# TEXTE SOURCE
◇ ◇ ◇ ◇ ◇

Revenons au Grand Palais. Daniel Sancho explique : « Notre souci, dans des volumes si atypiques, était le suivant : en cas d'incendie, comment le Grand Palais risque-t-il de s'enfumer ? Selon les différents types de sinistres, quels seraient les mouvements d'air ? Faut-il prévoir des normes de désenfumage particulières ? » L'étude du CSTB a démontré que non...

A Turin

Autre interrogation à Turin, sur le toit de la célèbre usine Fiat, là où a été construite la pinacothèque : comment la neige, abondante ici en hiver, se comportera-t-elle une fois tombée sur les pare-soleil conçus comme des panneaux de verre ? Se déposera-t-elle en manteau ? Va-t-elle glisser, fondre, geler ? Sophie Moreau, en charge de la thématique Ambiance, confort et sollicitations climatiques au sein du CSTB, explique : « Nous avons fait des essais grandeur réelle sur prototypes. Ce qu'il y a de fascinant, c'est qu'on en apprend tous les jours. En l'occurrence que la neige s'accroche partout ! Quand le verre est froid même en cas de pente forte, elle ne tombe pas. »

◇ ◇ ◇ ◇ ◇

# Entrées de données
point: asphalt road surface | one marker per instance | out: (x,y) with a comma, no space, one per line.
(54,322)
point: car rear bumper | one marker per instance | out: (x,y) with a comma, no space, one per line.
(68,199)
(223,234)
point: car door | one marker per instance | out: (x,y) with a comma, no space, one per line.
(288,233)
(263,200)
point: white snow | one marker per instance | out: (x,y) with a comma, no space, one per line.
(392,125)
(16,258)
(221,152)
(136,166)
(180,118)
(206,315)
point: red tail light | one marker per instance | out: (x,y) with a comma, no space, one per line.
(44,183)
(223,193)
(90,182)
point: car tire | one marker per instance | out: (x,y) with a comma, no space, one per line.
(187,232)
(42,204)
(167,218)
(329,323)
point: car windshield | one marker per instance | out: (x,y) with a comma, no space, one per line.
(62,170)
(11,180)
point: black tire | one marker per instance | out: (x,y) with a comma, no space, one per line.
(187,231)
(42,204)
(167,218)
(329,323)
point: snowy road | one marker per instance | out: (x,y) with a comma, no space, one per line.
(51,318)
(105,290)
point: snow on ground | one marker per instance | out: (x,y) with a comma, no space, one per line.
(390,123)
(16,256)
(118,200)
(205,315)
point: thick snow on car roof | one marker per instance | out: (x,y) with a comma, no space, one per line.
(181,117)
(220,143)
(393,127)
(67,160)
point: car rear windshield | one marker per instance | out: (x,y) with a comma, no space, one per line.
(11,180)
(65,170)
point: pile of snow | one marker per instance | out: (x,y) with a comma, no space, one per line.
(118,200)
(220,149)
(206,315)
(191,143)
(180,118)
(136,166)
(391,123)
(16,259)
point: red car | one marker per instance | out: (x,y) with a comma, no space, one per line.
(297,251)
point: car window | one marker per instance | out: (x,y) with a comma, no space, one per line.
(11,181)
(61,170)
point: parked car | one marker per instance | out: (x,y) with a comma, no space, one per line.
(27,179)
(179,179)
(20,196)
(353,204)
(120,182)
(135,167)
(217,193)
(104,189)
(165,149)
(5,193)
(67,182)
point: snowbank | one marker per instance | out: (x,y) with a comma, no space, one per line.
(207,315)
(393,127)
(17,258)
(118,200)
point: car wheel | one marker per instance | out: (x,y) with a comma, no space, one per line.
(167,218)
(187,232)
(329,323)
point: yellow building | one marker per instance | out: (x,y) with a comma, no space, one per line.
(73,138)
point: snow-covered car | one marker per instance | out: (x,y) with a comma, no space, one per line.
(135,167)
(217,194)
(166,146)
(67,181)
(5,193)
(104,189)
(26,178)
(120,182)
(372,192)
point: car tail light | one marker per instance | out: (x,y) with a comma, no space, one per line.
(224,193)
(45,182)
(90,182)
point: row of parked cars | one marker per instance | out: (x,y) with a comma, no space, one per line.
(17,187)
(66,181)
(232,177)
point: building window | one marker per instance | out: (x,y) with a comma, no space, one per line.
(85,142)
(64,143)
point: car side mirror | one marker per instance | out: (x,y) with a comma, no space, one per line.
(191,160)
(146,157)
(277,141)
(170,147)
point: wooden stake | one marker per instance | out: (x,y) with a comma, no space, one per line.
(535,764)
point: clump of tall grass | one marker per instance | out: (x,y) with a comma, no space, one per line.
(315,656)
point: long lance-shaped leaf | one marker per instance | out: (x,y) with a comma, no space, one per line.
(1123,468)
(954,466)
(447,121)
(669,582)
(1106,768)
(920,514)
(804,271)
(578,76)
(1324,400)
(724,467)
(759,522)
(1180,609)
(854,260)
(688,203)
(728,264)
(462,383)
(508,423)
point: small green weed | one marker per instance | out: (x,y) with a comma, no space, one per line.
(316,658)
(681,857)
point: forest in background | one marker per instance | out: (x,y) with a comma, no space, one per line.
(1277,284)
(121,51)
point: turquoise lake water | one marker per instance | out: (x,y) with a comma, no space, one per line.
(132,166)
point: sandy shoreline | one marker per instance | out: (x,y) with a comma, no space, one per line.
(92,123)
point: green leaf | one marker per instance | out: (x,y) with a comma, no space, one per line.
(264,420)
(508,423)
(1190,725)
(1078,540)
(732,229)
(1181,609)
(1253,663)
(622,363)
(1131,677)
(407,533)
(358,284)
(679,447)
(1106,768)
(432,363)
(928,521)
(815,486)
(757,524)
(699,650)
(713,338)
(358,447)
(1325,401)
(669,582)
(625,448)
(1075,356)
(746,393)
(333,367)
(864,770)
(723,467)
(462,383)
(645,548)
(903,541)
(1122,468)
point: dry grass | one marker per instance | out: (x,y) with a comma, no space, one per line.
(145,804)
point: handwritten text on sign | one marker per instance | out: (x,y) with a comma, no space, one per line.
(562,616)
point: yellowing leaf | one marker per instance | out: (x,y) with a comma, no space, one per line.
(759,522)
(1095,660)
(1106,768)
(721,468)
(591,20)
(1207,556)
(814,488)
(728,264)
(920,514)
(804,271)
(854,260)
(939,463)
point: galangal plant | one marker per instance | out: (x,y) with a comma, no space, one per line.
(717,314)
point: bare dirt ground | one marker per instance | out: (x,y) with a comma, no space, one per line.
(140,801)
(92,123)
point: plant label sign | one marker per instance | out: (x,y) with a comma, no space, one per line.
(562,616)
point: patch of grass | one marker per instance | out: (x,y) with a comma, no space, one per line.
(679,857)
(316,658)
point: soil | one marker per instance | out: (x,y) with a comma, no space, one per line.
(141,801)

◇ ◇ ◇ ◇ ◇

# DÉTAILS DE L'EXERCICE
Poursuivez le texte sur les études du CSTB au Grand Palais et à Turin, en reprenant juste après sa dernière phrase.

# RÉPONSE CI-DESSOUS
A Metz

Même type de questionnement à Metz où seront "délocalisées" des œuvres du centre Pompidou. Imaginez une très belle architecture en bois et une couverture en forme de chapiteau avec une toile enduite de matériaux composites. Mais comment ce toit pas comme les autres se comportera-t-il en cas d'importante charge de neige ? Une simulation en soufflerie climatique sur une grande maquette au 1/20e a permis de répondre et de faire les ajustements nécessaires.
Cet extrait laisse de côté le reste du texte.